▸ SHORT TASK
Please swap "position" for "location" throughout the records below, then write them out again with nothing else changed and the pictures omitted.

++++++

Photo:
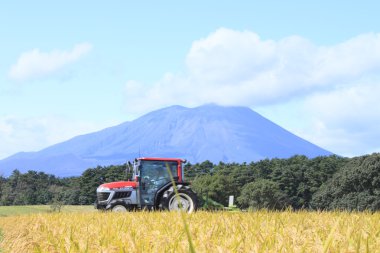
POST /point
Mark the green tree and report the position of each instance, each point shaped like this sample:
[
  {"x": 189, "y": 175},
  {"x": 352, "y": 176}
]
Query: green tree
[
  {"x": 263, "y": 193},
  {"x": 356, "y": 186}
]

++++++

▸ ANSWER TO THE EXERCISE
Photo:
POST /point
Mark the green tree and report the location of each instance, each point shaped like this sample:
[
  {"x": 189, "y": 175},
  {"x": 352, "y": 176}
]
Query: green tree
[
  {"x": 263, "y": 193},
  {"x": 356, "y": 186}
]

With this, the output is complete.